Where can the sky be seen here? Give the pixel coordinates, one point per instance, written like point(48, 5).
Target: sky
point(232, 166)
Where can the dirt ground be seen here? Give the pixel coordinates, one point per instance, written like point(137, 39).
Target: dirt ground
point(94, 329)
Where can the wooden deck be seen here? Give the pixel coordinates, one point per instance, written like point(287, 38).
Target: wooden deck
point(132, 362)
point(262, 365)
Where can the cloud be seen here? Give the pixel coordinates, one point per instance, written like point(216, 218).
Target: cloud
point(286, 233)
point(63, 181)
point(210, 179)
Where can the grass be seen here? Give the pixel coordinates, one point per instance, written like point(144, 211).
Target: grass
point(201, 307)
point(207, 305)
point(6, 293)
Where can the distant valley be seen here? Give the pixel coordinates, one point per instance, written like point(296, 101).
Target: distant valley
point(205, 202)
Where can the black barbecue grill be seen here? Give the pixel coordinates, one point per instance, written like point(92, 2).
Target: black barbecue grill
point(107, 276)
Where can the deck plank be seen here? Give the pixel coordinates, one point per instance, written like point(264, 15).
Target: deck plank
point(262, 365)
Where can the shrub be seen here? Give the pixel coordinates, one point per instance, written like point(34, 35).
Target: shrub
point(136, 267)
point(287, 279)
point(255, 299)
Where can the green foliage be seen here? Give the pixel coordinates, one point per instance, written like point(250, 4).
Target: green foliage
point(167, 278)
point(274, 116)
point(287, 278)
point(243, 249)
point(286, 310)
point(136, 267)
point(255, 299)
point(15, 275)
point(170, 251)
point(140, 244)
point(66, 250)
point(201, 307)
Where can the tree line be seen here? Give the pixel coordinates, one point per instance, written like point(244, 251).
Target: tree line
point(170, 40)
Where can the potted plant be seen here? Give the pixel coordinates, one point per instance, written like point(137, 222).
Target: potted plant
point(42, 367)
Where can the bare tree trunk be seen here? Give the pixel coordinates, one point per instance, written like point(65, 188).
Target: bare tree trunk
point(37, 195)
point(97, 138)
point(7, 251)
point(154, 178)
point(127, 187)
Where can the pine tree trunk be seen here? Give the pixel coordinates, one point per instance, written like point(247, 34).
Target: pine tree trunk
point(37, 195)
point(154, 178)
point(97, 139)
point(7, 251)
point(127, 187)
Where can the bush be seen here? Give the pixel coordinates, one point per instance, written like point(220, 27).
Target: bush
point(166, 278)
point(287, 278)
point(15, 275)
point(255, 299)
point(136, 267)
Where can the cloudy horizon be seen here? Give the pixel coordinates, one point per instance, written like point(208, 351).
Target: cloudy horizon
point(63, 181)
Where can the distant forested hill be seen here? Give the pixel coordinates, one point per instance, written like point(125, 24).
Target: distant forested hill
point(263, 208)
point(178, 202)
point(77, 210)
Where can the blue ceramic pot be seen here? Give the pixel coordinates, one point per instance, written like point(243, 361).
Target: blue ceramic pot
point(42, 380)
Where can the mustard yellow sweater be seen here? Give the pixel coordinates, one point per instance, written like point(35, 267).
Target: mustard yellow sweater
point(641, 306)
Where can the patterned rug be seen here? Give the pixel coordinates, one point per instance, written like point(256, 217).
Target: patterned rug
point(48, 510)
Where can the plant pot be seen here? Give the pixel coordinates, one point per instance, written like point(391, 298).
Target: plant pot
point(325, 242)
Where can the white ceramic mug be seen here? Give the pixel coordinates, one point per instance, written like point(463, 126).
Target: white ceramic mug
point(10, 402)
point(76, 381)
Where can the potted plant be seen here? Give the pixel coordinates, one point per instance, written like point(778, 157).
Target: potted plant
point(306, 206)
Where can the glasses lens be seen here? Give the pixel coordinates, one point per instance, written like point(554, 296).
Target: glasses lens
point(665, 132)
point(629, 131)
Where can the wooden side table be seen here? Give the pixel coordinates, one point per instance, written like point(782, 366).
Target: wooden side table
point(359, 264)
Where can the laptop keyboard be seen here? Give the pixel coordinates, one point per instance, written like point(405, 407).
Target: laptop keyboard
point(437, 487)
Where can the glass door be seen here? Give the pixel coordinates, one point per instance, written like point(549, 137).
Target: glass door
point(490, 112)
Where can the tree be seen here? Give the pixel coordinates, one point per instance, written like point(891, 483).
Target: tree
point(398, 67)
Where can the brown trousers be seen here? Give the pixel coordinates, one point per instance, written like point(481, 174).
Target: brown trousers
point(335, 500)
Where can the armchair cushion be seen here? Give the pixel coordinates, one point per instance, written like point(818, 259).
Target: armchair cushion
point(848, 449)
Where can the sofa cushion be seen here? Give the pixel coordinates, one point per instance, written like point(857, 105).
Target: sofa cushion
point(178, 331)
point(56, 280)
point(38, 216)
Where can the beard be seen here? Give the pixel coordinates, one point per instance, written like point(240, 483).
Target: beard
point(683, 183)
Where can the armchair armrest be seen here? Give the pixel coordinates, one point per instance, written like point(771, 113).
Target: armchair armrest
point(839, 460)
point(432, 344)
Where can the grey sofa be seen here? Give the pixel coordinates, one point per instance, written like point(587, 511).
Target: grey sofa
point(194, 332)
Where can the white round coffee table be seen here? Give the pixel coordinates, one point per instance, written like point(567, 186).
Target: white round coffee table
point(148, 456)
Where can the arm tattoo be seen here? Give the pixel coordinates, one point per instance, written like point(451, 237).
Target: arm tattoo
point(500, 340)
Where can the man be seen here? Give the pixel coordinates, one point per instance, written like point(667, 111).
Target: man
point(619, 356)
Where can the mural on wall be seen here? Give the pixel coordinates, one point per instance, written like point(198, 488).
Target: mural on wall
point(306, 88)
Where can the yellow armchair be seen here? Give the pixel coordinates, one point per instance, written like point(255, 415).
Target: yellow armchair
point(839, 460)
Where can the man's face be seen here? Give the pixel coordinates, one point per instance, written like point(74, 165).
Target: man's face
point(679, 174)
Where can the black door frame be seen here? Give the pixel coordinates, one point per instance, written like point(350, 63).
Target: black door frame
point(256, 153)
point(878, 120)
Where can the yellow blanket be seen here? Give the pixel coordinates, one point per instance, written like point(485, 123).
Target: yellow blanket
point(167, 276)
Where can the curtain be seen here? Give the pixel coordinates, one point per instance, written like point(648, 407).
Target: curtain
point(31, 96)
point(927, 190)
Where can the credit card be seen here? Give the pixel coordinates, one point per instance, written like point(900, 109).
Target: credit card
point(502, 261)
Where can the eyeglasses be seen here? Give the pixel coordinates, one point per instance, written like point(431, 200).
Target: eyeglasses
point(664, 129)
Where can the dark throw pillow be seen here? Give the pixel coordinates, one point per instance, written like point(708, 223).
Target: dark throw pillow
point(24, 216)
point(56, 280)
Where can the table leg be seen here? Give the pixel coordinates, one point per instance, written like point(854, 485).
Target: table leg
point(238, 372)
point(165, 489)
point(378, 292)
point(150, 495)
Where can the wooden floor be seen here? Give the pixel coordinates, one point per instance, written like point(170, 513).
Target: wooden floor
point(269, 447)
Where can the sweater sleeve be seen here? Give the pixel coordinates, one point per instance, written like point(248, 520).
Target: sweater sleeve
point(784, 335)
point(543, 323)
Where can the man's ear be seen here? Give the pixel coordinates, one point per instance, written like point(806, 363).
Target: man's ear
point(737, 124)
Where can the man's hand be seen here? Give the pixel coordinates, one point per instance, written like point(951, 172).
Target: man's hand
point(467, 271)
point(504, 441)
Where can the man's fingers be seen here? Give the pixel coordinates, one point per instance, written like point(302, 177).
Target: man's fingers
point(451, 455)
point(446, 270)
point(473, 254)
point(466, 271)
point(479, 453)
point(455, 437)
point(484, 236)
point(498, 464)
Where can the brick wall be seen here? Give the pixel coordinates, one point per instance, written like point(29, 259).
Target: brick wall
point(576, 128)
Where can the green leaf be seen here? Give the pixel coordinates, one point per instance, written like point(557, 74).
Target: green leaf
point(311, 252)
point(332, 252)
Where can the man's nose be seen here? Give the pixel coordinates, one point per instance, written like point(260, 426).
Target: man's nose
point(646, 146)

+ + + + +

Copy the lines verbatim, covering the stretch from the line containing "Where can the green leaf" through the line containing "point(332, 252)".

Where can the green leaf be seen here? Give the pixel coordinates, one point per instance, written like point(557, 74).
Target: green leaf
point(311, 252)
point(332, 252)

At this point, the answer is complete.